▸ Prompt 1
Transcribe the passage of the exhibition text from "Play is an exhibition" up to and including "and speculative activities.".

▸ Text section
┌──
Welcome to the London Architecture Diary, your essential guide to architecture exhibitions and events taking place across the city, brought to you by New London Architecture.
“Play is the serious business of children.” Jean Paiget
Children produce themselves as individual and social beings through imaginative activity. Play is, indeed, the ‘serious business of children’. A similar idea of self-realisation through making and doing could apply just as well to the activity of adults as to what children get up to when the adults are working. In the 1960s and ‘70s a number of designers began to re-think the kind of objects that children need to play well, seeking to recast their own work as designers along similar lines. This resulted in a set of extraordinarily generous, humane and beautiful objects — some of which remain; and a radical project to transform social life by altering two of its fundamental categories, education and work — now largely forgotten.
Play is an exhibition of toys drawn from the personal archives of their designers, Roger Limbrick, Patrick Rylands, Fredun Shapur and Ken Garland, a loosely associated group that emerged in London in the 1960s. A further number of continental designs from the same period have been lent to the exhibition from the collection of Marion Hine, also a contributing designer. Although many of these designers have been published and exhibited individually, this exhibition is the first time their works have been united as a group. Play offers a unique survey of late modernist approaches to child development and design and, as such, a variety of ways in which we might think of both play and design as formative and speculative activities.
└──
▸ Records
┌──
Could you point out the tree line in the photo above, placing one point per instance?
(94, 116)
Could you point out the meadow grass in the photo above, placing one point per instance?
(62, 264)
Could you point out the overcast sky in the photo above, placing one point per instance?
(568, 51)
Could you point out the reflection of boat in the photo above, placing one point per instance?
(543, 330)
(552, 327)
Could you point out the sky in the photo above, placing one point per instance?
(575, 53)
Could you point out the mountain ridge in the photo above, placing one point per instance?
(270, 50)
└──
┌──
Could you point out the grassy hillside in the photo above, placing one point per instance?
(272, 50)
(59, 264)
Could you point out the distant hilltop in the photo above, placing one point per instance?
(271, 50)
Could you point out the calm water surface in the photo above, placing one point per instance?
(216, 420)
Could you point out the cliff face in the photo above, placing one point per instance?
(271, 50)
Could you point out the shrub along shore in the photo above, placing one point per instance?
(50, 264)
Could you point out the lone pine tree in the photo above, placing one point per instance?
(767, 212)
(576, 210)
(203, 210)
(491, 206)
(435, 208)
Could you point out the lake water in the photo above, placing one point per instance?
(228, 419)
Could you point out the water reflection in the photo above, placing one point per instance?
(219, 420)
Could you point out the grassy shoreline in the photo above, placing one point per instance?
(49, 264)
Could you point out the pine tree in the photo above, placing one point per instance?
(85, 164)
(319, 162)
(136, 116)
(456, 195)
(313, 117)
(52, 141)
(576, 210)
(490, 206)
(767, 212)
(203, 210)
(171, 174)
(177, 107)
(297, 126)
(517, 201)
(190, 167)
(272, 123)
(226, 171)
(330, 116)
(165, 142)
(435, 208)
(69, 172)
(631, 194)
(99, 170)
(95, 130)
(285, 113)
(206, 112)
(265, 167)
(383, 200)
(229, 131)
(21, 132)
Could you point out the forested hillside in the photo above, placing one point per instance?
└──
▸ Prompt 2
Restate word for word the lines of the records from the line with "Could you point out the shrub" up to and including the line with "Could you point out the forested".

▸ Task response 1
Play is an exhibition of toys drawn from the personal archives of their designers, Roger Limbrick, Patrick Rylands, Fredun Shapur and Ken Garland, a loosely associated group that emerged in London in the 1960s. A further number of continental designs from the same period have been lent to the exhibition from the collection of Marion Hine, also a contributing designer. Although many of these designers have been published and exhibited individually, this exhibition is the first time their works have been united as a group. Play offers a unique survey of late modernist approaches to child development and design and, as such, a variety of ways in which we might think of both play and design as formative and speculative activities.

▸ Task response 2
Could you point out the shrub along shore in the photo above, placing one point per instance?
(50, 264)
Could you point out the lone pine tree in the photo above, placing one point per instance?
(767, 212)
(576, 210)
(203, 210)
(491, 206)
(435, 208)
Could you point out the lake water in the photo above, placing one point per instance?
(228, 419)
Could you point out the water reflection in the photo above, placing one point per instance?
(219, 420)
Could you point out the grassy shoreline in the photo above, placing one point per instance?
(49, 264)
Could you point out the pine tree in the photo above, placing one point per instance?
(85, 164)
(319, 162)
(136, 116)
(456, 195)
(313, 117)
(52, 141)
(576, 210)
(490, 206)
(767, 212)
(203, 210)
(171, 174)
(177, 107)
(297, 126)
(517, 201)
(190, 167)
(272, 123)
(226, 171)
(330, 116)
(165, 142)
(435, 208)
(69, 172)
(631, 194)
(99, 170)
(95, 130)
(285, 113)
(206, 112)
(265, 167)
(383, 200)
(229, 131)
(21, 132)
Could you point out the forested hillside in the photo above, placing one point per instance?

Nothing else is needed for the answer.